◆ TEXTE FOURNI:

La présente Norme internationale donne des lignes directrices générales pour la sélection de procédures

visant à établir et entretenir des systèmes de surveillance à long terme de la qualité du sol. Elle tient compte

du grand nombre d'objectifs visés par les programmes de surveillance du sol.

La présente Nome internationale vise à fournir une aide à l'instauration d'une base de dialogue entre les

parties susceptibles d'être impliquées dans un système de surveillance. Des exemples de programmes de

surveillance du sol appliqués dans plusieurs pays sont donnés dans l'Annexe A.
2 Termes et définitions

Pour les besoins du présent document, les termes et définitions suivants s'appliquent.

◆ DONNÉES BRUTES:
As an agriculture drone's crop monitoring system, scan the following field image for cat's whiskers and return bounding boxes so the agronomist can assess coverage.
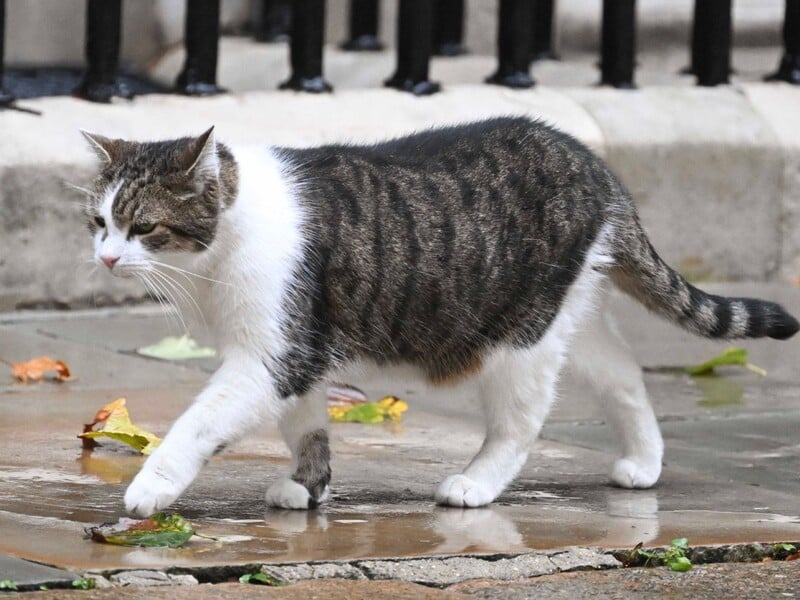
[138,268,188,331]
[150,268,206,325]
[150,260,232,286]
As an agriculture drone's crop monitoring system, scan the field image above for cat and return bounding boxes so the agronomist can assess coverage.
[78,117,798,516]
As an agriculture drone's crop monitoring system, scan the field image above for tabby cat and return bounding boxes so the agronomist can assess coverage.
[78,118,798,516]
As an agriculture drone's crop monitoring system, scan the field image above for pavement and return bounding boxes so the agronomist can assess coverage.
[0,283,800,597]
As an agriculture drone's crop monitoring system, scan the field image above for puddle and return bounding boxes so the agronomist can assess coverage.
[0,492,800,569]
[692,375,744,408]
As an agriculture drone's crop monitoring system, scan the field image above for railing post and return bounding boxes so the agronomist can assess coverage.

◆ TRAVAIL À FAIRE: Reprenez le texte fourni, de « La présente Nome » jusqu'à « définitions suivants s'appliquent. », en remplaçant « dialogue » par « concertation ».

◆ SOLUTION DU PROBLÈME:
La présente Nome internationale vise à fournir une aide à l'instauration d'une base de concertation entre les

parties susceptibles d'être impliquées dans un système de surveillance. Des exemples de programmes de

surveillance du sol appliqués dans plusieurs pays sont donnés dans l'Annexe A.
2 Termes et définitions

Pour les besoins du présent document, les termes et définitions suivants s'appliquent.